Repeat the records below in their entirety, exactly.
=== GIVEN RECORDS ===
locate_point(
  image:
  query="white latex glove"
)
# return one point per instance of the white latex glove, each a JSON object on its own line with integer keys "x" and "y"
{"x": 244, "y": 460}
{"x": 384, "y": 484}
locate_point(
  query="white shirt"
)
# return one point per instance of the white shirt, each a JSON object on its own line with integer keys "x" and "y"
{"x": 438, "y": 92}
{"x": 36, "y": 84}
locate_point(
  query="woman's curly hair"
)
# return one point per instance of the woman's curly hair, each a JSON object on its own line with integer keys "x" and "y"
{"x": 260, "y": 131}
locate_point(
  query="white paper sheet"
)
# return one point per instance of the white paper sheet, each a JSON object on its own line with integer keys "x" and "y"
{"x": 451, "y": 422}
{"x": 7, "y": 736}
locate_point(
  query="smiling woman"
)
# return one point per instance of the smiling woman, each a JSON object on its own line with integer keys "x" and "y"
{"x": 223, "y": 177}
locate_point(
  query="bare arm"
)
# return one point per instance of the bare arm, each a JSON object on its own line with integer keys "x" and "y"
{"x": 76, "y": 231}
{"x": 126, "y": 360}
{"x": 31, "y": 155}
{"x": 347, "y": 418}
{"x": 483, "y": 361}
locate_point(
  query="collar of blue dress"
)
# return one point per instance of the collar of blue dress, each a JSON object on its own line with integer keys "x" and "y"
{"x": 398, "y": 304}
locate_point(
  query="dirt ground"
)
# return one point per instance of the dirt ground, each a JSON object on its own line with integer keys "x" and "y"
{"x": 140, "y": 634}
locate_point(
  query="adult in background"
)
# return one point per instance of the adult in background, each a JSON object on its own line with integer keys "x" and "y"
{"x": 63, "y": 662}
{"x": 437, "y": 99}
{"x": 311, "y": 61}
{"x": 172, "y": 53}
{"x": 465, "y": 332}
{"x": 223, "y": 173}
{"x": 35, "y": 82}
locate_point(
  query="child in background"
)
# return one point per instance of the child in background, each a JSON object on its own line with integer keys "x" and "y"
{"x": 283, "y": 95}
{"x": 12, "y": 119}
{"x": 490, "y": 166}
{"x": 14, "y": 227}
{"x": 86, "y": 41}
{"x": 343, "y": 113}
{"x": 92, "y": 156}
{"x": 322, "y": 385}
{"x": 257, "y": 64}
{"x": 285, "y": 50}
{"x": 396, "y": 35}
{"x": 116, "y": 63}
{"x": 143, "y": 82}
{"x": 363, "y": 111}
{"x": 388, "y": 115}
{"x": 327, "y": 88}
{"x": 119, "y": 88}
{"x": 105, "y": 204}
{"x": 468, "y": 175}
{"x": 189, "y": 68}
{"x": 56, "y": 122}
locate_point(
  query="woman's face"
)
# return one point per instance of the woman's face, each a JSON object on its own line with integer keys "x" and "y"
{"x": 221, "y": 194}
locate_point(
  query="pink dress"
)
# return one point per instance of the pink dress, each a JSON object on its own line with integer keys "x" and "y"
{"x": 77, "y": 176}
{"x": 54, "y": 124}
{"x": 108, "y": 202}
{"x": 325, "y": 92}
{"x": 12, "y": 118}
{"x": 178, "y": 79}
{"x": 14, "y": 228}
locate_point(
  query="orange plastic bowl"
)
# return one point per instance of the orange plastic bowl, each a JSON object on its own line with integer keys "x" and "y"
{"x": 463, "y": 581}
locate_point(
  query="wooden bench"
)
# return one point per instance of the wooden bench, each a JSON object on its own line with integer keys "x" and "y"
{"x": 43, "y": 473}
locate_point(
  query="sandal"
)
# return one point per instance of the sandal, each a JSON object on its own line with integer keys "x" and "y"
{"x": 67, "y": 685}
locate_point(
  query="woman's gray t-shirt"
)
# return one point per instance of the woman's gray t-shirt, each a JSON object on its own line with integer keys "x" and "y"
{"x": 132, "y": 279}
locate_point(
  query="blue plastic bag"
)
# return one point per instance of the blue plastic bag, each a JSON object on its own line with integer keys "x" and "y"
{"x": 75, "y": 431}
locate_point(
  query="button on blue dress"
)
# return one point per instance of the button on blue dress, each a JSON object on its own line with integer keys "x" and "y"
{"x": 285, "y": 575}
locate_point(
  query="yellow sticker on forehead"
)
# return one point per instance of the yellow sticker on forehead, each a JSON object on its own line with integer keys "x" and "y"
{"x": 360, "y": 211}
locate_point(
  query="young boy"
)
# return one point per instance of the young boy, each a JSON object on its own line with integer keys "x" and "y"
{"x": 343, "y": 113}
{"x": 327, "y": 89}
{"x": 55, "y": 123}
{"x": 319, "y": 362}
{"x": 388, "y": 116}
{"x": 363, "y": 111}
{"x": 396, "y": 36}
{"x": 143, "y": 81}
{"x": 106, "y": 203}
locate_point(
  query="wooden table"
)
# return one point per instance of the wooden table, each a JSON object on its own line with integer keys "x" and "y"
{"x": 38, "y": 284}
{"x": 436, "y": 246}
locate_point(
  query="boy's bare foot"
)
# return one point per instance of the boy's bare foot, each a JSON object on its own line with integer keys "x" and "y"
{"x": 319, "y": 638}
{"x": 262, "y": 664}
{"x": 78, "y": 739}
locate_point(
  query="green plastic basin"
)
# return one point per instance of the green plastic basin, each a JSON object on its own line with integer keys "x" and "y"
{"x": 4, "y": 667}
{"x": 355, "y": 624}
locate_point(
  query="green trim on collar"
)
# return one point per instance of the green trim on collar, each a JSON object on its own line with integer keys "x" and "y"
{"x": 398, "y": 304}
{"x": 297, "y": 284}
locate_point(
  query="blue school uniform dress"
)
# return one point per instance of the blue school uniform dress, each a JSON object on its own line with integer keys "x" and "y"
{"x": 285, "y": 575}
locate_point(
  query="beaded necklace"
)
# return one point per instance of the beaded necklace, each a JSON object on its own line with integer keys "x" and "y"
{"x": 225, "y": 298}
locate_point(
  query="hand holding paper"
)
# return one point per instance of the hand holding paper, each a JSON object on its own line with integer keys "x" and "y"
===
EXERCISE RESPONSE |
locate_point(
  image:
  query="white latex glove"
)
# return one point per instance of the white latex glove, each a JSON object on its own line with integer keys "x" and "y"
{"x": 244, "y": 460}
{"x": 384, "y": 484}
locate_point(
  query="white shirt"
)
# return one point per instance of the white shirt, each a JSON object on its own line with integer keys "x" and "y"
{"x": 438, "y": 92}
{"x": 36, "y": 84}
locate_point(
  query="woman's curly hair"
)
# return one point per instance of the woman's curly hair, each a JSON object on its own line with integer keys "x" and "y"
{"x": 260, "y": 131}
locate_point(
  query="white paper sheet"
)
# return one point per instance of the white paper sheet, each a JSON object on its own line with integer keys "x" and "y"
{"x": 451, "y": 422}
{"x": 7, "y": 736}
locate_point(
  query="smiling woman"
)
# return one point per instance of the smiling woman, each a JSON object on its own line with integer keys "x" and "y"
{"x": 223, "y": 177}
locate_point(
  query="bare arm"
)
# return one point per instance of the bare arm, each a JSON object on its own line with integer keys "x" and "y"
{"x": 76, "y": 231}
{"x": 126, "y": 360}
{"x": 31, "y": 155}
{"x": 347, "y": 418}
{"x": 483, "y": 361}
locate_point(
  query="collar of blue dress"
)
# return one point per instance of the collar of blue dress, each a JSON object on its own line with integer keys "x" and "y"
{"x": 398, "y": 304}
locate_point(
  query="dirt ground"
)
# return one point per instance of the dirt ground, each a JSON object on its own line with integer keys "x" and "y"
{"x": 140, "y": 634}
locate_point(
  query="adult in background"
)
# return one point per instance of the adult in background, each a JSON object on its own line with integer keys "x" and "y"
{"x": 63, "y": 662}
{"x": 437, "y": 99}
{"x": 311, "y": 61}
{"x": 172, "y": 53}
{"x": 465, "y": 332}
{"x": 223, "y": 173}
{"x": 35, "y": 82}
locate_point(
  query="child in background"
)
# return one point per instance of the child in background, each a JSON object on its own line with integer keys "x" and "y"
{"x": 283, "y": 95}
{"x": 12, "y": 119}
{"x": 490, "y": 166}
{"x": 14, "y": 227}
{"x": 86, "y": 41}
{"x": 343, "y": 113}
{"x": 92, "y": 156}
{"x": 322, "y": 385}
{"x": 257, "y": 64}
{"x": 285, "y": 50}
{"x": 396, "y": 35}
{"x": 116, "y": 63}
{"x": 143, "y": 82}
{"x": 363, "y": 111}
{"x": 388, "y": 115}
{"x": 327, "y": 88}
{"x": 119, "y": 88}
{"x": 105, "y": 204}
{"x": 468, "y": 175}
{"x": 189, "y": 68}
{"x": 56, "y": 122}
locate_point(
  query="woman's face"
)
# return one point per instance of the woman's face, each a JSON object on its own line with integer keys "x" and "y"
{"x": 221, "y": 194}
locate_point(
  query="pink dress"
)
# return one point per instance of the pink dress, each a JSON object on its own line with integer keys "x" and "y"
{"x": 77, "y": 176}
{"x": 54, "y": 124}
{"x": 108, "y": 202}
{"x": 325, "y": 92}
{"x": 12, "y": 118}
{"x": 178, "y": 79}
{"x": 14, "y": 228}
locate_point(
  query="orange plastic bowl"
)
# return one point per instance of the orange plastic bowl, each a JSON object on its own line with integer keys "x" and "y"
{"x": 463, "y": 581}
locate_point(
  query="wooden bench"
)
# return one point per instance of the wooden bench, each a JSON object on its own line with integer keys "x" and "y"
{"x": 43, "y": 473}
locate_point(
  query="sandal"
)
# return one point per instance of the sandal, each a JSON object on its own line with integer keys "x" and "y"
{"x": 67, "y": 685}
locate_point(
  query="woman's gray t-shirt"
)
# return one point per instance of the woman's gray t-shirt, each a JSON object on its own line with integer keys "x" and "y"
{"x": 132, "y": 279}
locate_point(
  query="blue plastic bag"
)
# return one point per instance of the blue plastic bag, each a JSON object on its own line with integer keys "x" and "y"
{"x": 75, "y": 431}
locate_point(
  query="button on blue dress"
)
# return one point per instance of the button on blue dress, each a JSON object on its own line with integer keys "x" and "y"
{"x": 285, "y": 575}
locate_point(
  query="yellow sticker on forehead"
)
# return one point per instance of the yellow sticker on forehead, each a JSON object on its own line with integer keys "x" and "y"
{"x": 360, "y": 211}
locate_point(
  query="young boy"
)
# return one point per instance of the young boy, each a JSON object on its own line with integer keys "x" and "y"
{"x": 343, "y": 113}
{"x": 327, "y": 89}
{"x": 55, "y": 123}
{"x": 319, "y": 362}
{"x": 388, "y": 116}
{"x": 363, "y": 111}
{"x": 396, "y": 36}
{"x": 143, "y": 81}
{"x": 106, "y": 203}
locate_point(
  query="wooden table"
)
# return one point per instance of the wooden table, each a JSON object on its own line with integer keys "x" and "y"
{"x": 38, "y": 284}
{"x": 436, "y": 246}
locate_point(
  query="boy's bare foot"
)
# return one point per instance of the boy's bare foot, each a JSON object on its own line with integer keys "x" and "y"
{"x": 319, "y": 638}
{"x": 262, "y": 664}
{"x": 78, "y": 739}
locate_point(
  query="green plastic basin"
)
# return one point per instance of the green plastic basin, each a JSON object on its own line with integer keys "x" and "y"
{"x": 4, "y": 667}
{"x": 355, "y": 624}
locate_point(
  query="green trim on collar"
)
# return one point per instance of the green trim on collar, each a JSON object on its own line with integer keys "x" and "y"
{"x": 398, "y": 304}
{"x": 297, "y": 284}
locate_point(
  query="blue school uniform dress"
)
# return one point per instance of the blue school uniform dress, each a JSON object on its own line with integer keys "x" and "y"
{"x": 285, "y": 575}
locate_point(
  query="beaded necklace"
)
# return one point per instance of the beaded necklace, each a JSON object on its own line with integer keys "x" and "y"
{"x": 225, "y": 298}
locate_point(
  query="hand holding paper"
)
# return one point per instance of the hand holding paper, each a JSON object on its own line with integer keys "x" and "y"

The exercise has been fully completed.